§ **Given request**
Look below for the line with "Target: sunlit grass", and from there restate every line word for word until the entries end.
◆ ◆ ◆ ◆ ◆
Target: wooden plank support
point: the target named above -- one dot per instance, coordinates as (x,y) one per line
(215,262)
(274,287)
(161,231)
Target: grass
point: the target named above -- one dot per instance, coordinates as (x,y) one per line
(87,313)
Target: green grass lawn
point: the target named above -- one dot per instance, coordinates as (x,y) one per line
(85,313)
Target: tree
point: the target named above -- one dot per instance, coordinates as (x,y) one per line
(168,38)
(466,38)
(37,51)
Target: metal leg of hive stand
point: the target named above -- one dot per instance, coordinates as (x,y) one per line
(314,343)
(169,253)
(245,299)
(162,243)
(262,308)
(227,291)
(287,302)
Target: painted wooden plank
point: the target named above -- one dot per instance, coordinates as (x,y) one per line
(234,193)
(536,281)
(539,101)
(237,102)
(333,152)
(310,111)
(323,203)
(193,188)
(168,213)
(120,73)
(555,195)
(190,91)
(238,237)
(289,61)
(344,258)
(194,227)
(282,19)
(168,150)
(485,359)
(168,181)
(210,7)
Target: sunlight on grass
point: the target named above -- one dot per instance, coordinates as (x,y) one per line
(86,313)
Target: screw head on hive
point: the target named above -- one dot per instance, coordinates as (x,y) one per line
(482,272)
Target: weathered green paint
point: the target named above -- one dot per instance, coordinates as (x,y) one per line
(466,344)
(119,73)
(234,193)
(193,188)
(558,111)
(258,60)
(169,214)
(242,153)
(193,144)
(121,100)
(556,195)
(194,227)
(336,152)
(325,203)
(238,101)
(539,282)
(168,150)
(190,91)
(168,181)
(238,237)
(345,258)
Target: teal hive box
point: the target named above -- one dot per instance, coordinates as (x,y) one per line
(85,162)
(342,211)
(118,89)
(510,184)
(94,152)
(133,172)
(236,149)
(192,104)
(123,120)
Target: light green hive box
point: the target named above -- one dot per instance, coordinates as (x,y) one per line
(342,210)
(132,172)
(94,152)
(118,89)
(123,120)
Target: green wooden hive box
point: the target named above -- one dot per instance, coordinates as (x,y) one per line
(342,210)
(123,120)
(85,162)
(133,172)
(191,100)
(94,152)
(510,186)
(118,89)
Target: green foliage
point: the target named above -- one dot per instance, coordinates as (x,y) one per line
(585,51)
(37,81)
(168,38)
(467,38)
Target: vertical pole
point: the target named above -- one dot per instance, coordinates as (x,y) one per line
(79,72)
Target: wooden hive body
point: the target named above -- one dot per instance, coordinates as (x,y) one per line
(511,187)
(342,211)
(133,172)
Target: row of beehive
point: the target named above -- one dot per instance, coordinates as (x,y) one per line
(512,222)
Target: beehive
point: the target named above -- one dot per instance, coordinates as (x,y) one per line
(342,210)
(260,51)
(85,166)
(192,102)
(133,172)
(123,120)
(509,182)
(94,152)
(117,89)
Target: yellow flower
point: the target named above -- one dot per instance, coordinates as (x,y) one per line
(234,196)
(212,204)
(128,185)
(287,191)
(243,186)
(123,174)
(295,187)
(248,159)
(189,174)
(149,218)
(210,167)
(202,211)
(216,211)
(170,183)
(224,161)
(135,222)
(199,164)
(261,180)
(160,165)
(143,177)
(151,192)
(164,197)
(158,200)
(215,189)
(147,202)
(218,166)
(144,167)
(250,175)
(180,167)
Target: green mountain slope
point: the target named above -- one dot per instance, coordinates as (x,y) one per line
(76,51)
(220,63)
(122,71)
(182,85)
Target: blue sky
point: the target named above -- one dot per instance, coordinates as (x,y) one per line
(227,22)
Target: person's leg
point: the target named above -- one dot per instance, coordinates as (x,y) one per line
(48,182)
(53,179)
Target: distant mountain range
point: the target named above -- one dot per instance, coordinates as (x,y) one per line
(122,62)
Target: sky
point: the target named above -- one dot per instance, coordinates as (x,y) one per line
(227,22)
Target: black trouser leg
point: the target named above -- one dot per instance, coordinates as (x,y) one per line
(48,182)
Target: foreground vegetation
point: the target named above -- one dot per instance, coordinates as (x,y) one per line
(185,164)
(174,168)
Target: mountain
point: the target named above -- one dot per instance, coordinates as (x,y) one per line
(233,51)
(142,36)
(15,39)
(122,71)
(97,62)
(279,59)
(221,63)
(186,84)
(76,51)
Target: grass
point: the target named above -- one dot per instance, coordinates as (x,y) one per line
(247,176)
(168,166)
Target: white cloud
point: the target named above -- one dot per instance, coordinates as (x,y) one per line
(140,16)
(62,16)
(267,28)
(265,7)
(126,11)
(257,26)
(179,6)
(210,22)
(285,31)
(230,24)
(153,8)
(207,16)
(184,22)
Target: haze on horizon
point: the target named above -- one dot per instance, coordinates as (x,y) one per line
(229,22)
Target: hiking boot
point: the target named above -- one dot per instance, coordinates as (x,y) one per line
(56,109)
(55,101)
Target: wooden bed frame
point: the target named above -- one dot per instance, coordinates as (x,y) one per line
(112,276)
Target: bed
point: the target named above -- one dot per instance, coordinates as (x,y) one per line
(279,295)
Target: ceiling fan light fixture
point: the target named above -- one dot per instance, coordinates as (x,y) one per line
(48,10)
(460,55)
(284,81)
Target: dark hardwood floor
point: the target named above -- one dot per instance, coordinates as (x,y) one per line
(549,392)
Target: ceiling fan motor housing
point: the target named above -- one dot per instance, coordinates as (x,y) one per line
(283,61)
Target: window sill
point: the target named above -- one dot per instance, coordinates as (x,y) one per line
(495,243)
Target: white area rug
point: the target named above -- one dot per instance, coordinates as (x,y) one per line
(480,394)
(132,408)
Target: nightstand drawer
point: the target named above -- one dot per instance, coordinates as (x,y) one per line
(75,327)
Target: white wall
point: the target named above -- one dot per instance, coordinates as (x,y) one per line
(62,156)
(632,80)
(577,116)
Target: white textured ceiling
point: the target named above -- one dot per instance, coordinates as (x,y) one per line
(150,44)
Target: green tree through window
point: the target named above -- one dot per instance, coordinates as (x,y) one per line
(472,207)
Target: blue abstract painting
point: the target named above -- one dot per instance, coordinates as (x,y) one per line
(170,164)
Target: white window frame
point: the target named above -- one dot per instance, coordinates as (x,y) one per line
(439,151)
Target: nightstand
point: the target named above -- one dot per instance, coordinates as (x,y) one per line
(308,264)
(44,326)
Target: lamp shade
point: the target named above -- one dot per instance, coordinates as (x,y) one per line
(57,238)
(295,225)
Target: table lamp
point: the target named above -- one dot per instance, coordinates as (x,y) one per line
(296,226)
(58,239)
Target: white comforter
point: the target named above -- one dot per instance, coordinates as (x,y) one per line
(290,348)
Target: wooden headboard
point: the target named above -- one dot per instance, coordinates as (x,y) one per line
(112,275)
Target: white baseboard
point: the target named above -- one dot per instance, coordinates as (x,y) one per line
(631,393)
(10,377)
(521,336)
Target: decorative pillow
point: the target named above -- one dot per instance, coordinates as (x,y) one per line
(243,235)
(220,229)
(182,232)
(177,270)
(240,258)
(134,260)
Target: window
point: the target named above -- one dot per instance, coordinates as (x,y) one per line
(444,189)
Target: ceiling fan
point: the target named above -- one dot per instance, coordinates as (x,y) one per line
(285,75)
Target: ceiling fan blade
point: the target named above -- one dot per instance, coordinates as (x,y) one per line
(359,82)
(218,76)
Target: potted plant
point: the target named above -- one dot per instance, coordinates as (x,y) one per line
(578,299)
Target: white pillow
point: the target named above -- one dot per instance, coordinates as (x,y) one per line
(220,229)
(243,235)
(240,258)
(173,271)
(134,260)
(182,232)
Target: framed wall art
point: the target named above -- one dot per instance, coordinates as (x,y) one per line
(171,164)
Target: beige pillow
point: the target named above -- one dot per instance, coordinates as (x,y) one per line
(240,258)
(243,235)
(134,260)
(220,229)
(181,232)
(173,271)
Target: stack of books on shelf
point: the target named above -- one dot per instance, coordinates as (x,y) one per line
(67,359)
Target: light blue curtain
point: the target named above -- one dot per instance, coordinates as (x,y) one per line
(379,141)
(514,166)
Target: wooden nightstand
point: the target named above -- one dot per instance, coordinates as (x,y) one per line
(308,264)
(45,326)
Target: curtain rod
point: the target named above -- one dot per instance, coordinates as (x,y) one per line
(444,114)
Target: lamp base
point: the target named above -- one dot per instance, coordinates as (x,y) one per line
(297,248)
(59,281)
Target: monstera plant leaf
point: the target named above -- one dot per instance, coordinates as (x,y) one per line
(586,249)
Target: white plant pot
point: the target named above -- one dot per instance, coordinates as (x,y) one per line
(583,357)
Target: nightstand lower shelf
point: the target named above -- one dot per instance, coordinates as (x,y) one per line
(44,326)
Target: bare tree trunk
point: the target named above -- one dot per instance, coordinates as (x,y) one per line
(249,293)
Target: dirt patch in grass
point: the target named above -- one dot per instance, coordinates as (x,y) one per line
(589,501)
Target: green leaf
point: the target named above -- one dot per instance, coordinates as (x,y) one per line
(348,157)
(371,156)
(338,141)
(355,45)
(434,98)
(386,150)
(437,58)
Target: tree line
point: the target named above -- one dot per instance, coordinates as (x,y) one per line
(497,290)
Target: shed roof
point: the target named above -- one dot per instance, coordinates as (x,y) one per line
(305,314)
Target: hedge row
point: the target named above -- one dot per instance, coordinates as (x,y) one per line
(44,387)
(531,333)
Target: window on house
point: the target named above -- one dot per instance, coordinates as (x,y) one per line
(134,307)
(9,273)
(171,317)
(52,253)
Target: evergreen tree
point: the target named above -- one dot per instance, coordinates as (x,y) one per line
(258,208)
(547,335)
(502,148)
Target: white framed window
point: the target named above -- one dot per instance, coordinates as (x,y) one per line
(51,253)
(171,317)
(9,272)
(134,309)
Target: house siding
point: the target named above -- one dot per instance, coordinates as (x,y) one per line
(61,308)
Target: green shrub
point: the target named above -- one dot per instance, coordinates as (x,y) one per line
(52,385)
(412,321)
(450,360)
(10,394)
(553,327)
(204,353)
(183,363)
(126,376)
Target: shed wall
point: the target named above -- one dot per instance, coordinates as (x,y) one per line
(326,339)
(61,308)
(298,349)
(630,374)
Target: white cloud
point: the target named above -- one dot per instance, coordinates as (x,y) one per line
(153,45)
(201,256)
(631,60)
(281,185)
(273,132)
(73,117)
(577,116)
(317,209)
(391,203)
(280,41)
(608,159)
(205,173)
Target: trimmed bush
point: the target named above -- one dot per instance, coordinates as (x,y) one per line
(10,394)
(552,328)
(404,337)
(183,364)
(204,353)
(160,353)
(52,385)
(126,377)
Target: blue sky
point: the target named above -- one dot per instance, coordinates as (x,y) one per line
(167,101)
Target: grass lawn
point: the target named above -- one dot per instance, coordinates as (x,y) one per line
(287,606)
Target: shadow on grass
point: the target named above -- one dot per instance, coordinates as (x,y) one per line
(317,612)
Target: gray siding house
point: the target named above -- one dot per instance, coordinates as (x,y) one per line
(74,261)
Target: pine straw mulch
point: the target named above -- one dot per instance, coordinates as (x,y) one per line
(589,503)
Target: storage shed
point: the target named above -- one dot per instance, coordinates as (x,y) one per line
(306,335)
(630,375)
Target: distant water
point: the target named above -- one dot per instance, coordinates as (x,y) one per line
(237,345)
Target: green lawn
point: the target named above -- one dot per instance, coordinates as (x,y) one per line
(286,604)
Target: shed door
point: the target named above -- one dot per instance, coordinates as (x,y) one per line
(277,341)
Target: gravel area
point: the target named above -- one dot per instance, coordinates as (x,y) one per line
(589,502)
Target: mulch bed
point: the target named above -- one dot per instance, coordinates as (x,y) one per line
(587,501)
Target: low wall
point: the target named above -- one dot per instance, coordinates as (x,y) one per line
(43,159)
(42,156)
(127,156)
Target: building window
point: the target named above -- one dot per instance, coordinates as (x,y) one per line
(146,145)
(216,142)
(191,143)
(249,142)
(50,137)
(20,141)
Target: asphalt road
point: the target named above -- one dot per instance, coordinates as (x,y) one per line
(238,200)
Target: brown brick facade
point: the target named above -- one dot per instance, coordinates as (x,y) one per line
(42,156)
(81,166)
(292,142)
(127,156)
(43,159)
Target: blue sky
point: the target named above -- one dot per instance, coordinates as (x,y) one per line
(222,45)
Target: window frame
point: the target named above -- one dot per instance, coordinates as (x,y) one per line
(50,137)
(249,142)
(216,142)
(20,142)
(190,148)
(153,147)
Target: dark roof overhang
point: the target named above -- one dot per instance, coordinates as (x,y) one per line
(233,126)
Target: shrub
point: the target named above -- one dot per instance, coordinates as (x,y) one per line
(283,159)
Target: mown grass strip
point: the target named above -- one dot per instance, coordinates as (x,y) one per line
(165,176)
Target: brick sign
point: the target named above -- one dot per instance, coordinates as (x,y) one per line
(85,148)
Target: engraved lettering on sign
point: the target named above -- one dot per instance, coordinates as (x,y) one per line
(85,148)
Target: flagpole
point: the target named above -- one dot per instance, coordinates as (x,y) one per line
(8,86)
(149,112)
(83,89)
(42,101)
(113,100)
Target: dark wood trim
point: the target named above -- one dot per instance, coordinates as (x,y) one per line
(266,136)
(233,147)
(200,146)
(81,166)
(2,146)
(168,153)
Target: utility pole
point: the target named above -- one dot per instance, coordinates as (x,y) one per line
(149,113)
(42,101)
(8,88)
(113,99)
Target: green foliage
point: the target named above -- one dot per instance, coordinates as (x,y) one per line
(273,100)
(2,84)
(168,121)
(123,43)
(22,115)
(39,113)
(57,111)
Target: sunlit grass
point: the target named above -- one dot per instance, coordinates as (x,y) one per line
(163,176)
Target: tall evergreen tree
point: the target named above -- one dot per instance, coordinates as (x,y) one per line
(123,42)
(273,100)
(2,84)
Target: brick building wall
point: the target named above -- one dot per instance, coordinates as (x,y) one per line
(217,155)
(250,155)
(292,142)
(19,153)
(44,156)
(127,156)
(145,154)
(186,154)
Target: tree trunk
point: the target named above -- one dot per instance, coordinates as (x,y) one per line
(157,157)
◆ ◆ ◆ ◆ ◆
§ **Task result**
Target: sunlit grass
point: the target named above -- one dot per instance, coordinates as (x,y) one per line
(163,176)
Target: tall evergreen tree
point: the target named above -- one dot per instance, coordinates as (x,y) one per line
(123,42)
(273,100)
(2,84)
Target: brick building wall
point: the target named above -- one dot per instance, coordinates as (x,y) one per line
(217,155)
(250,155)
(292,142)
(19,153)
(44,156)
(127,156)
(145,154)
(186,154)
Target: tree trunk
point: the target named above -- one dot per instance, coordinates as (x,y) one per line
(157,157)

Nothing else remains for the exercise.